- _Goal of the exercise_: In this exercise, reproduce all the entries that follow exactly.

- _Supplied information_:
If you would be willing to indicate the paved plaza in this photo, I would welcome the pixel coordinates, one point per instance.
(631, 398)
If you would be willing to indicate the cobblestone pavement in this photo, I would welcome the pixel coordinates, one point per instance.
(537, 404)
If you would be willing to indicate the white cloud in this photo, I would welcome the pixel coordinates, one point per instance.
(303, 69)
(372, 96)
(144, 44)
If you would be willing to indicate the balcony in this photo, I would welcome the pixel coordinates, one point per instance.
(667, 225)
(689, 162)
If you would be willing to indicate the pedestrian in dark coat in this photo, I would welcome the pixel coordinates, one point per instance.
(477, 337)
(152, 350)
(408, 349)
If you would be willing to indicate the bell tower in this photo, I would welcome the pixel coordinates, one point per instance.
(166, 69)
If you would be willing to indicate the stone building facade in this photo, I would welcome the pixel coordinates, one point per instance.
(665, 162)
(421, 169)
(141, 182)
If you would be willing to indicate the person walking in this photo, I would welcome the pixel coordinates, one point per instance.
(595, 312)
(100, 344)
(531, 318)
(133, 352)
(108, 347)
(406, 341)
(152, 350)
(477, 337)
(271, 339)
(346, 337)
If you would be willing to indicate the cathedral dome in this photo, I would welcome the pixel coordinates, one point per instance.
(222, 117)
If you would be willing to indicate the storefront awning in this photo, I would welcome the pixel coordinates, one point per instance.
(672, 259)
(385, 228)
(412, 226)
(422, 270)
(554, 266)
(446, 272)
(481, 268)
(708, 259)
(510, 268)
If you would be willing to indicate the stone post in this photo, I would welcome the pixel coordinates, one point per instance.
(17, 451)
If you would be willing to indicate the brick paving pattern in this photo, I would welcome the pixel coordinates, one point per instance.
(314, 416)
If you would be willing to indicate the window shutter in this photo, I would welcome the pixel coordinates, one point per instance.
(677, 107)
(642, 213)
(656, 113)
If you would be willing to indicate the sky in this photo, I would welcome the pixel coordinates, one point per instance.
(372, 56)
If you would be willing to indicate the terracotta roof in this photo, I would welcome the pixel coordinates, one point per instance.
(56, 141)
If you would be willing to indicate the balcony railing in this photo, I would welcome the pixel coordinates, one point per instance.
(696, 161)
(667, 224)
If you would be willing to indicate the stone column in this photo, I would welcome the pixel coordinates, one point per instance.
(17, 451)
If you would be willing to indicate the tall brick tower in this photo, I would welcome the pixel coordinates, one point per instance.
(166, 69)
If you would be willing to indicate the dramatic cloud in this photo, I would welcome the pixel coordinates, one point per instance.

- _Written solution_:
If you would be willing to indicate the paved plaza in this photo, I would welcome the pixel coordinates, one point per instance.
(631, 398)
If you would be willing to indicate the cobblestone pavement in this photo, I would welcome the pixel coordinates, one point per instance.
(537, 404)
If you would be willing to indicate the white cloud in this photo, I would welcome the pixel coordinates, one point per instance.
(303, 69)
(372, 96)
(144, 44)
If you would be willing to indicate the balcony in this photo, I would welcome the pixel coordinates, one point per instance.
(667, 225)
(689, 162)
If you would be willing to indicate the pedestrian in dark coat in this photo, I would welcome the pixel coordinates, one point per instance.
(477, 337)
(152, 350)
(408, 349)
If you would be willing to indicate the bell tower in this photo, I would welcome the pixel coordinates, one point per instance.
(166, 69)
If you would be willing to indicate the stone building facade in this photo, I would welcome the pixel coordinates, one point per instance.
(665, 162)
(421, 169)
(141, 182)
If you would be willing to indicate the person walking in this photo, I would welcome the pixel coordinates, one point per instance.
(595, 312)
(100, 344)
(531, 318)
(133, 352)
(108, 347)
(406, 341)
(152, 350)
(477, 337)
(271, 339)
(346, 337)
If you would be willing to indicate the cathedral dome in this photo, I would welcome the pixel coordinates, one point per instance.
(222, 117)
If you would be willing to indicate the storefront awning in this photo, I would welcome the pixel coordinates, one point per instance.
(672, 259)
(385, 228)
(412, 226)
(422, 270)
(554, 266)
(446, 272)
(481, 268)
(708, 259)
(510, 268)
If you would be willing to indicate the stone post in this photo, I would welcome the pixel coordinates, one point per instance.
(17, 451)
If you would be willing to indicate the brick paving pattern in this photo, I would welcome the pixel coordinates, one point per instance.
(314, 416)
If you would be willing to indicate the window shutter in this photo, I would welcome the pixel coordinates, one point per instance.
(677, 107)
(642, 213)
(656, 113)
If you would be willing to indicate the sky in this photo, I would welcome the pixel coordinates, one point per instance.
(372, 56)
If you would be willing to indicate the terracotta roof in this photo, I would welcome the pixel coordinates, one point per instance.
(56, 141)
If you would be willing to indicate the balcony railing in this photo, I would welcome the pixel coordinates, one point per instance.
(696, 161)
(667, 224)
If you would be willing to indicate the stone column in this photo, I would welcome the pixel coordinates, one point per instance.
(17, 451)
If you would be willing to indicate the tall brick tower in this photo, I would welcome the pixel coordinates, one point per instance.
(166, 69)
If you would be willing to indicate the dramatic cloud in this photo, I would welcome the pixel coordinates, one point per instance.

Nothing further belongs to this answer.